Taking the listing below, restate word for word each line from the line with "positive clicks: (846, 1237)" to the line with "rough mask: <svg", ends included, and stop there.

Data excerpts Block Start

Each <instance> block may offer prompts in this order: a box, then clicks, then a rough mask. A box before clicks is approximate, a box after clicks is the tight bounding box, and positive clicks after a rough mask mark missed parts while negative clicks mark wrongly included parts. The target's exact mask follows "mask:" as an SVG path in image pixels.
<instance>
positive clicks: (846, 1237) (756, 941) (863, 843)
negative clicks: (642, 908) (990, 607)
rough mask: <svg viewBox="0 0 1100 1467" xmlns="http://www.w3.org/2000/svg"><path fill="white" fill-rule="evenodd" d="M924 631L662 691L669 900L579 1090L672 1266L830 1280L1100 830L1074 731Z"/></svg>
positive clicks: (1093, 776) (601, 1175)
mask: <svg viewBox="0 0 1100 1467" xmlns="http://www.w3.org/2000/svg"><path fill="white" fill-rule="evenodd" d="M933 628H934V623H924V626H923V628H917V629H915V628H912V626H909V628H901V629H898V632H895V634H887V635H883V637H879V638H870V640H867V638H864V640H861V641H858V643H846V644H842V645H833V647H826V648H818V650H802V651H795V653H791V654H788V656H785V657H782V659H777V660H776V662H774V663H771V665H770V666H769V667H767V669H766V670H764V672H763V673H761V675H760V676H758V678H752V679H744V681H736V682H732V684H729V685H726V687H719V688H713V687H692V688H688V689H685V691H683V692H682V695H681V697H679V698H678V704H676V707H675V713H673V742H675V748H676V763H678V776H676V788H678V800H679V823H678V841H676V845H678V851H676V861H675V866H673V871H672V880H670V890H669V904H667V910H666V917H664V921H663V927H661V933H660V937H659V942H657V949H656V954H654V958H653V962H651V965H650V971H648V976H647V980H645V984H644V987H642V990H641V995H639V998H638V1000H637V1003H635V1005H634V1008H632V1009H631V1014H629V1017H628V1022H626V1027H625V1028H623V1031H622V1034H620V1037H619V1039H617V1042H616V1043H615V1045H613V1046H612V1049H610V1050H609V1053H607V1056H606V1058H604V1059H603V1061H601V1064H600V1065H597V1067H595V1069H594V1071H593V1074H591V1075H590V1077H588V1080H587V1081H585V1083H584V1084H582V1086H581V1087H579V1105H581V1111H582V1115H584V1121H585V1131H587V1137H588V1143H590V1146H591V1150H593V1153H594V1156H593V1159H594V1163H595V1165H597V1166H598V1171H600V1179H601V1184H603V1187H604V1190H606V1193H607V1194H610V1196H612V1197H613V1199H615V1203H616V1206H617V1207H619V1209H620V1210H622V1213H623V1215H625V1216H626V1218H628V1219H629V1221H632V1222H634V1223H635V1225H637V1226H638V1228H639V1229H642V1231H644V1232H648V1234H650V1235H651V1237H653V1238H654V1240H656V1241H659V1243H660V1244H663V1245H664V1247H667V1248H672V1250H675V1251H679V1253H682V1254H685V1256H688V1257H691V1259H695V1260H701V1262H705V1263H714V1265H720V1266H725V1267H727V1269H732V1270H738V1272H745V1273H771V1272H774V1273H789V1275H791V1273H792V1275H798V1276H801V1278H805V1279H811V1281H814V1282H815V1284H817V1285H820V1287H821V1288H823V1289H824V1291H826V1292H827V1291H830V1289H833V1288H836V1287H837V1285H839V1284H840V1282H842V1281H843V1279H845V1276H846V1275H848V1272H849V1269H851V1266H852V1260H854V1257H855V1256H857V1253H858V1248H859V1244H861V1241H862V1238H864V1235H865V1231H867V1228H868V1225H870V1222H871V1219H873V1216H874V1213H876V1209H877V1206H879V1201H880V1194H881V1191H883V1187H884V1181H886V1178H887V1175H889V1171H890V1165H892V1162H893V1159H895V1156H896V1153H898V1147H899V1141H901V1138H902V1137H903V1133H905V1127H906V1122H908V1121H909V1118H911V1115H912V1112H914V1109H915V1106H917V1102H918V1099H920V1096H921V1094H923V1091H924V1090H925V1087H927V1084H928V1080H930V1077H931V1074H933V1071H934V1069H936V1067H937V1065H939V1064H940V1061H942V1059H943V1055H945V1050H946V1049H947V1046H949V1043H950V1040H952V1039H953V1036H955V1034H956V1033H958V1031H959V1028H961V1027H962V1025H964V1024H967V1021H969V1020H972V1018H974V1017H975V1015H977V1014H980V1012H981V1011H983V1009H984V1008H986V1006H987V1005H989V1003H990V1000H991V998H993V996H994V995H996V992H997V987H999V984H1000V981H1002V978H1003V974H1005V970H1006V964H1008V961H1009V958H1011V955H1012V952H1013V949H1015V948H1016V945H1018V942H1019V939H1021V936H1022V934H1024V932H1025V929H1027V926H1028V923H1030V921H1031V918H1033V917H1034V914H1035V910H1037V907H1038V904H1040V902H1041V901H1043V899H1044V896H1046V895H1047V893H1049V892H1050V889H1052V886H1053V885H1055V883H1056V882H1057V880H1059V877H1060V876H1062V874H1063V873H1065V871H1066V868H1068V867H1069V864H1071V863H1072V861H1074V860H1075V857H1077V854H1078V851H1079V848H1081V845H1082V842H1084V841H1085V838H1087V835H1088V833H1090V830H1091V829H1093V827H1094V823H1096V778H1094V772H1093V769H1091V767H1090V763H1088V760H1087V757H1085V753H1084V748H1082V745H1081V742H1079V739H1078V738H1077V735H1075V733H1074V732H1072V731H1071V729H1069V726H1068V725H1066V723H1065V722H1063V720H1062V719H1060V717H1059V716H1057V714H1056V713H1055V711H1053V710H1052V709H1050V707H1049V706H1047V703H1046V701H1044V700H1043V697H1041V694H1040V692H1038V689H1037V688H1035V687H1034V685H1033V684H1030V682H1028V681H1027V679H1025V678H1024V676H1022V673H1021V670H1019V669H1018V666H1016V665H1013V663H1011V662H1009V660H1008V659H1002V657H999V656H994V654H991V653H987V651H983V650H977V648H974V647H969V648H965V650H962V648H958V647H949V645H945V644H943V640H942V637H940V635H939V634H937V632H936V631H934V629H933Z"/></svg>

Data excerpts Block End

Result:
positive clicks: (846, 1237) (756, 941) (863, 843)
negative clicks: (642, 908) (990, 607)
rough mask: <svg viewBox="0 0 1100 1467" xmlns="http://www.w3.org/2000/svg"><path fill="white" fill-rule="evenodd" d="M924 631L662 691L669 900L579 1090L672 1266L830 1280L1100 830L1074 731Z"/></svg>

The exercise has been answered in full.